Start of Block

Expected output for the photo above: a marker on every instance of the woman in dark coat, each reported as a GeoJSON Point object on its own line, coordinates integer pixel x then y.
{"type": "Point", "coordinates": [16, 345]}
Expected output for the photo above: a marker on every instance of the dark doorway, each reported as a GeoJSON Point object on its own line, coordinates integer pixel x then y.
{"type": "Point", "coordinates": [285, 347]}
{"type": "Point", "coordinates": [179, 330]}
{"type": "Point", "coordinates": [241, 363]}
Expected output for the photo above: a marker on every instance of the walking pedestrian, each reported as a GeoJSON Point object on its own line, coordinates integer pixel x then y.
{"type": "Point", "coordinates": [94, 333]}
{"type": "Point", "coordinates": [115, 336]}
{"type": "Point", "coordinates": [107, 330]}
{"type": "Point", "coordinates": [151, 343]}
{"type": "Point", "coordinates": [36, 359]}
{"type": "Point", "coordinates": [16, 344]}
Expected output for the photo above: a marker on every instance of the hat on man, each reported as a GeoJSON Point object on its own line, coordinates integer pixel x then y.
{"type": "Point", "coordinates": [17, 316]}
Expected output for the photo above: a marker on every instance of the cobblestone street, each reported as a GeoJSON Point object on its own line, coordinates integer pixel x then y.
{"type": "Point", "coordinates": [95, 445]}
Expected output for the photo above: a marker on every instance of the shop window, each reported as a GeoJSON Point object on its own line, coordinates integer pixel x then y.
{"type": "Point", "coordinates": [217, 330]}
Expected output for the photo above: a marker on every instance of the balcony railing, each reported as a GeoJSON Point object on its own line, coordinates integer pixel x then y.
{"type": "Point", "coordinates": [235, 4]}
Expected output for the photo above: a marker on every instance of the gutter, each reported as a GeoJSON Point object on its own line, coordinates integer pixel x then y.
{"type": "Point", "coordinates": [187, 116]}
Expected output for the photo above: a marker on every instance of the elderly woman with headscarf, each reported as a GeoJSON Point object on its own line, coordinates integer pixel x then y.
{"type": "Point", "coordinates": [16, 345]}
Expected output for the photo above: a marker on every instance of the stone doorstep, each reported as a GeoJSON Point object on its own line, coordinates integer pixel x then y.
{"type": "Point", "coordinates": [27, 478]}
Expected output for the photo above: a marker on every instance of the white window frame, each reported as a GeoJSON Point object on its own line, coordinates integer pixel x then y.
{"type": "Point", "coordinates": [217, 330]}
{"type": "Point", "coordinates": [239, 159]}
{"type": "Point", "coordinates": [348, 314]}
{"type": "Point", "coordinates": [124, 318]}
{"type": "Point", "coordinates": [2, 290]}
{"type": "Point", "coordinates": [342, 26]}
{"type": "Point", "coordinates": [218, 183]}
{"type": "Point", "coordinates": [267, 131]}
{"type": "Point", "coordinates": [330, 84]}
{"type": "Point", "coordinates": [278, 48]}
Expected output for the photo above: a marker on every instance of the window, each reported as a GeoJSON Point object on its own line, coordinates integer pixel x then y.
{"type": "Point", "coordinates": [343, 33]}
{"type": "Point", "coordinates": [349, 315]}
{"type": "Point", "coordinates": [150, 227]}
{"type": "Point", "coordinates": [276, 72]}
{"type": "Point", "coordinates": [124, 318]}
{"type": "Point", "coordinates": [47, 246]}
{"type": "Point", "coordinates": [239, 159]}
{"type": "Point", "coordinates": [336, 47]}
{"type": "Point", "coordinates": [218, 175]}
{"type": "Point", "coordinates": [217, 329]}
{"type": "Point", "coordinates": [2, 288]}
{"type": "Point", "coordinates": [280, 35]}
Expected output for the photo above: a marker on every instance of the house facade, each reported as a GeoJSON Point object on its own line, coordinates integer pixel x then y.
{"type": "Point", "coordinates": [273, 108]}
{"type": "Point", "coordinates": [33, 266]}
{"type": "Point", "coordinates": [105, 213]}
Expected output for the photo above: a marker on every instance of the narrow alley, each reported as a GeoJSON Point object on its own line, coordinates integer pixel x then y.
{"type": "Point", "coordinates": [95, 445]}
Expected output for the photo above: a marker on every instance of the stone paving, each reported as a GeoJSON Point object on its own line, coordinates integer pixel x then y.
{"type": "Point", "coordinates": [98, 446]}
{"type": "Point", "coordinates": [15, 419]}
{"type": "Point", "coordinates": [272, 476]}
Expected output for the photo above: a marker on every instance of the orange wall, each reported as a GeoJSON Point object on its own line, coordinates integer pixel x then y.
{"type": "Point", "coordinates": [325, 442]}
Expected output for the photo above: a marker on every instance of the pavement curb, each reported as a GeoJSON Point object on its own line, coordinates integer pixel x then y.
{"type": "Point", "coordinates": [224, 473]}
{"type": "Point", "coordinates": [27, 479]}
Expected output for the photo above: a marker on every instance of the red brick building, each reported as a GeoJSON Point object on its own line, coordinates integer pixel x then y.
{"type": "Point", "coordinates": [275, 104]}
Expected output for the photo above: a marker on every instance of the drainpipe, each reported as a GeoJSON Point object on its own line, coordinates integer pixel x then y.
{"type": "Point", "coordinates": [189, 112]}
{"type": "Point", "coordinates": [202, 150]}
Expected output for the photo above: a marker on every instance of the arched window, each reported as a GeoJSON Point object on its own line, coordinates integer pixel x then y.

End of Block

All of the material above should be set down again, unaltered.

### Written answer
Expected output for the photo above: a marker on every instance of the woman in dark coat, each reported as a GeoJSON Point object on its own line, coordinates integer pixel x then y.
{"type": "Point", "coordinates": [16, 345]}
Expected output for the photo above: a marker on every instance of the dark doorway, each reported as a GeoJSON Point object on its own line, coordinates integer pixel x then y.
{"type": "Point", "coordinates": [285, 347]}
{"type": "Point", "coordinates": [179, 330]}
{"type": "Point", "coordinates": [241, 363]}
Expected output for the photo above: a marker on every instance of the walking pedestrian, each reported as a GeoJSON Point object on its own line, coordinates integer pixel x then y.
{"type": "Point", "coordinates": [94, 333]}
{"type": "Point", "coordinates": [115, 336]}
{"type": "Point", "coordinates": [107, 330]}
{"type": "Point", "coordinates": [151, 343]}
{"type": "Point", "coordinates": [36, 359]}
{"type": "Point", "coordinates": [16, 344]}
Expected output for the photo above: a marker on every instance of the hat on man, each reported as a GeoJSON Point object on its own line, coordinates integer pixel x then y.
{"type": "Point", "coordinates": [17, 316]}
Expected output for the photo above: a marker on every instance of the cobblestone street, each reported as a GeoJSON Point object on its own line, coordinates integer pixel x then y.
{"type": "Point", "coordinates": [95, 445]}
Expected output for the photo above: a marker on every instance of the shop window, each reported as a GeoJSON Point object on its own line, coordinates integer pixel x then y.
{"type": "Point", "coordinates": [217, 330]}
Expected output for the photo above: a marker on every instance of the balcony railing, each reported as a GeoJSON Point object on its own line, coordinates integer pixel x then y.
{"type": "Point", "coordinates": [235, 4]}
Expected output for the photo above: a marker on every instance of the gutter, each reported as a GeoJSON Point object on its own line, coordinates integer pixel x then y.
{"type": "Point", "coordinates": [187, 116]}
Expected output for the photo above: a marker on every instance of the elderly woman with headscarf, each reported as a GeoJSON Point object on its own line, coordinates integer pixel x then y.
{"type": "Point", "coordinates": [16, 345]}
Expected output for the photo above: a marker on every instance of the stone doorstep, each reported as a GeoJSON Point object on its own line, coordinates integer pixel x then y.
{"type": "Point", "coordinates": [27, 478]}
Expected output for the photo above: a marker on every instance of the white window frame, each reported as a GeoJSON Point object on its own line, coordinates integer pixel x then y.
{"type": "Point", "coordinates": [217, 330]}
{"type": "Point", "coordinates": [239, 159]}
{"type": "Point", "coordinates": [348, 314]}
{"type": "Point", "coordinates": [124, 318]}
{"type": "Point", "coordinates": [2, 290]}
{"type": "Point", "coordinates": [342, 26]}
{"type": "Point", "coordinates": [218, 183]}
{"type": "Point", "coordinates": [267, 131]}
{"type": "Point", "coordinates": [330, 84]}
{"type": "Point", "coordinates": [278, 48]}
Expected output for the photo above: a marker on every instance of the window, each reported as a GeoJSON Point object on its own line, coordinates integer pixel x then y.
{"type": "Point", "coordinates": [343, 33]}
{"type": "Point", "coordinates": [349, 315]}
{"type": "Point", "coordinates": [150, 227]}
{"type": "Point", "coordinates": [276, 72]}
{"type": "Point", "coordinates": [124, 318]}
{"type": "Point", "coordinates": [47, 246]}
{"type": "Point", "coordinates": [239, 159]}
{"type": "Point", "coordinates": [336, 47]}
{"type": "Point", "coordinates": [218, 175]}
{"type": "Point", "coordinates": [217, 329]}
{"type": "Point", "coordinates": [2, 288]}
{"type": "Point", "coordinates": [280, 35]}
Expected output for the photo above: a marker on every instance of the house facade, each reported as a GeoJSON Point object on its own line, coordinates integer pixel x then y.
{"type": "Point", "coordinates": [273, 108]}
{"type": "Point", "coordinates": [33, 266]}
{"type": "Point", "coordinates": [105, 213]}
Expected output for the photo above: a marker on every instance of the narrow alley, each reported as a GeoJSON Point object on its own line, coordinates integer pixel x then y.
{"type": "Point", "coordinates": [95, 445]}
Expected output for the photo above: a marker on every instance of the stone paving, each reported as a GeoJSON Point object on its own line, coordinates integer pixel x then y.
{"type": "Point", "coordinates": [98, 446]}
{"type": "Point", "coordinates": [15, 419]}
{"type": "Point", "coordinates": [272, 476]}
Expected output for the photo above: a marker on every instance of the orange wall, each reported as a GeoJSON Point object on its own line, coordinates integer pixel x then y.
{"type": "Point", "coordinates": [325, 442]}
Expected output for the photo above: a marker on every instance of the pavement curb, each reported as a GeoJSON Point object on its own line, coordinates integer pixel x then y.
{"type": "Point", "coordinates": [224, 473]}
{"type": "Point", "coordinates": [27, 479]}
Expected output for the photo above: a marker on every instance of the red brick building, each reported as a GeoJSON Point object on its own line, coordinates integer pixel x then y.
{"type": "Point", "coordinates": [275, 104]}
Expected output for the photo above: a marker on every instance of the drainpipe, each reported as a GeoJSON Point object on its own line, coordinates integer pixel x then y.
{"type": "Point", "coordinates": [189, 112]}
{"type": "Point", "coordinates": [202, 150]}
Expected output for the photo above: a marker on every instance of the arched window, each reported as a GeoJSON Point object on its own line, coordinates integer pixel x then y.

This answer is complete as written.